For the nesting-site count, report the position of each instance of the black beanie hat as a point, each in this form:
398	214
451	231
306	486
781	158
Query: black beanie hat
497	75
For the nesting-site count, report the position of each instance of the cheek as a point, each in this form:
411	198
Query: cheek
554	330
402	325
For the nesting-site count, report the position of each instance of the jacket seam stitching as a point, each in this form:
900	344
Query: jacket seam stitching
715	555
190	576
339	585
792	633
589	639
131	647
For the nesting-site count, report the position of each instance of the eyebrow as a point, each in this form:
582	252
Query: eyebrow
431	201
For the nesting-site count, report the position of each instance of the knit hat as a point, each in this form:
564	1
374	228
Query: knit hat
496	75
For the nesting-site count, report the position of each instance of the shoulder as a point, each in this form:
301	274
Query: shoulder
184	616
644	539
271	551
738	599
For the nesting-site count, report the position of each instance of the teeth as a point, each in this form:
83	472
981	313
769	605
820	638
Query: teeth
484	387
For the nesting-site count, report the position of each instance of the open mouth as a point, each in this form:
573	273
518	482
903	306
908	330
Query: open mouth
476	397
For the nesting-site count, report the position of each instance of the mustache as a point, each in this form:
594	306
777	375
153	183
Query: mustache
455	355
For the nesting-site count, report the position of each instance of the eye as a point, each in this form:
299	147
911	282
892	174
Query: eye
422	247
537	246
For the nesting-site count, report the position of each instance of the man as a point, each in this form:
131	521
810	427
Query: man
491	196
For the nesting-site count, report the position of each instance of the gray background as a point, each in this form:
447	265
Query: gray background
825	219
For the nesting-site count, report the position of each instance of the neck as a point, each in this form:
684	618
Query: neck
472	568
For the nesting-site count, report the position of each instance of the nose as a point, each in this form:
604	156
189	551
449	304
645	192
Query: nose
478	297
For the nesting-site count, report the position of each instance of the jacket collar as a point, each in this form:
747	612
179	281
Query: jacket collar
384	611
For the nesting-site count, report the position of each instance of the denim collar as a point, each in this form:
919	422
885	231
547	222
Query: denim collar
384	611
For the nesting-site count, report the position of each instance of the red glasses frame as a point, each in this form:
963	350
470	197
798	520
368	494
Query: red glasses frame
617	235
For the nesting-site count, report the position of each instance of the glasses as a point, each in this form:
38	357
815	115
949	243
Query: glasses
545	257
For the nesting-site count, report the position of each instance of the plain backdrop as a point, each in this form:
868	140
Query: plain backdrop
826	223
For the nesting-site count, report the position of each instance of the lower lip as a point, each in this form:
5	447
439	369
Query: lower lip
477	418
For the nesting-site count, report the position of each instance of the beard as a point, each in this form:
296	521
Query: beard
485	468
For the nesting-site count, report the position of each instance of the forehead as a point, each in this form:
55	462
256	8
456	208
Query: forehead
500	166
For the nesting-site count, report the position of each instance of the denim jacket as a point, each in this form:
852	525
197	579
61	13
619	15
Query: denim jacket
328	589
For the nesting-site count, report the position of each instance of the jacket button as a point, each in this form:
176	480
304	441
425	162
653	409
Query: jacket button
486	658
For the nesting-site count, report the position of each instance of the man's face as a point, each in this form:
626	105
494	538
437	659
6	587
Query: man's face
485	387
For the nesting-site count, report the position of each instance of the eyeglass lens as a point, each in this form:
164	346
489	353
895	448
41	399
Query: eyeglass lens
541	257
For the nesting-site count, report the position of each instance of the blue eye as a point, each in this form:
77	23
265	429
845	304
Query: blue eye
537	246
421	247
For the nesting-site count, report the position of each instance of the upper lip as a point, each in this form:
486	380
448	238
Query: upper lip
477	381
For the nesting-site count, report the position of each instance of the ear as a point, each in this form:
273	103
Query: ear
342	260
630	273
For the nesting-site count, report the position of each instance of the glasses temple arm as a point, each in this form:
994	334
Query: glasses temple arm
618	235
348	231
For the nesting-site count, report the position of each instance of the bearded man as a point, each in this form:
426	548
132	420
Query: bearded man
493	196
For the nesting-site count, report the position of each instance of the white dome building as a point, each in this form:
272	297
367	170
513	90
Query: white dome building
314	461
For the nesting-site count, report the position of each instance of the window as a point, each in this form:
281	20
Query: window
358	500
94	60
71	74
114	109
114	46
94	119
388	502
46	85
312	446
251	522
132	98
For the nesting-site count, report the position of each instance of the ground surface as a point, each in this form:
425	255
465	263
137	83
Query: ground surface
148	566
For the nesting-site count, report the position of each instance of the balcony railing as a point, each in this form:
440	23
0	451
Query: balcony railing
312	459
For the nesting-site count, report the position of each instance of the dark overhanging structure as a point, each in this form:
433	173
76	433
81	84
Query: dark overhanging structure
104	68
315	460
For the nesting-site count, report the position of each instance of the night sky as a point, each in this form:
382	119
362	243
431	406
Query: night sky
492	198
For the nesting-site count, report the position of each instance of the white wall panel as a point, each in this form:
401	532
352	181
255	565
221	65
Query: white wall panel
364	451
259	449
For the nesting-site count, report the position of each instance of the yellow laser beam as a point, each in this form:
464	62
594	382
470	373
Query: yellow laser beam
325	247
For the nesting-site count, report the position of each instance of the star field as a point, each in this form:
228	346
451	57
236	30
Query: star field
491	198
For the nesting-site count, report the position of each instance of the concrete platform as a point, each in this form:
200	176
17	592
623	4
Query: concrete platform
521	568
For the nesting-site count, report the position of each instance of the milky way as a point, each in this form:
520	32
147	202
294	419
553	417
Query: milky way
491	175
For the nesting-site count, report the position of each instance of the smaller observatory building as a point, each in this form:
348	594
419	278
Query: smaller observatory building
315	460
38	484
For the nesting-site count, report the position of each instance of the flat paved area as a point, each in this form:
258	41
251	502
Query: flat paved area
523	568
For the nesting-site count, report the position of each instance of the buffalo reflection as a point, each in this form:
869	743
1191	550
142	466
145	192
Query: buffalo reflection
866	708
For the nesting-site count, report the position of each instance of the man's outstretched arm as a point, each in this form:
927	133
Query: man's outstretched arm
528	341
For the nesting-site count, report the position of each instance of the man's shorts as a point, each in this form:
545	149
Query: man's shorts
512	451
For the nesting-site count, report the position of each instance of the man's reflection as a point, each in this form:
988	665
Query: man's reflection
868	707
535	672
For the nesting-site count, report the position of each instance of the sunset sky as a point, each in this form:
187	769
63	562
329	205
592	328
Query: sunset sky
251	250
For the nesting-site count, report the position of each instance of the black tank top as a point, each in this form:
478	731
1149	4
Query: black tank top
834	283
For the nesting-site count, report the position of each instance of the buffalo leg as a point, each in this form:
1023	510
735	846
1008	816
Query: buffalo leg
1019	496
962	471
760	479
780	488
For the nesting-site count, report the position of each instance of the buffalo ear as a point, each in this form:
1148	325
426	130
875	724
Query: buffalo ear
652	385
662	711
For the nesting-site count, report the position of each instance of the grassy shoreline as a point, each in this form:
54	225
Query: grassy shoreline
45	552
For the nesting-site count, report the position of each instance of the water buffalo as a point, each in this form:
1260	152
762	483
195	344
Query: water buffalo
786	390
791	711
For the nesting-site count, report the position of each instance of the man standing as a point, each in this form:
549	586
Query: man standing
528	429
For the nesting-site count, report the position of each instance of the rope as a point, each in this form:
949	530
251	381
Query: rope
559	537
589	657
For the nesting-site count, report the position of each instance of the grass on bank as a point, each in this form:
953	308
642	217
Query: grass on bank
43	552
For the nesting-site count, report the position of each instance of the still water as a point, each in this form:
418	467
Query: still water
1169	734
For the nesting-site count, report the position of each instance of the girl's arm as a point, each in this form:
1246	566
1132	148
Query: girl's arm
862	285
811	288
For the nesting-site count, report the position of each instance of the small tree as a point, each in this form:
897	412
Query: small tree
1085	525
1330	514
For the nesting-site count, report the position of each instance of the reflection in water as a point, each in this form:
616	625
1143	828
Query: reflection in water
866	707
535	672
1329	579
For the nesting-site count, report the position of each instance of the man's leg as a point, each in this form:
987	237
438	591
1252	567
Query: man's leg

# [What you are asked to do]
Nothing outside the span should appear: transcribe the lines from the one containing "of the water" through the last line of the records.

# [Task result]
For the nesting-site count, report the position of each instance of the water buffalo as a point, each in this form:
1260	152
762	483
195	344
Query: water buffalo
786	390
791	711
For the nesting-site count, report the position of each instance of the man standing as a point, each in this form:
549	586
Query: man standing
528	429
For the nesting-site count, report the position of each instance of the rope as a point, each in this form:
949	530
251	381
Query: rope
559	537
589	657
For the nesting-site count, report the position of each instance of the grass on bank as a point, each in this form:
953	308
642	217
Query: grass on bank
43	552
For the nesting-site count, report the position of each instance of the still water as a point, each in this form:
418	467
Query: still water
1169	734
For the nesting-site count, report the position of each instance of the girl's arm as a point, each in this form:
1246	566
1132	148
Query: girl's arm
862	285
811	288
For the nesting-site count, report the position of each instance of the small tree as a point, each in this form:
897	412
Query: small tree
1085	525
1330	514
For the nesting-site count, report the position of each instance of the reflection in water as a point, each in this form:
616	625
1143	828
Query: reflection in water
866	707
535	672
1329	579
For the nesting-site count, report the position of each instance of the man's leg as a point, each in this form:
987	237
438	591
1252	567
Query: man's leg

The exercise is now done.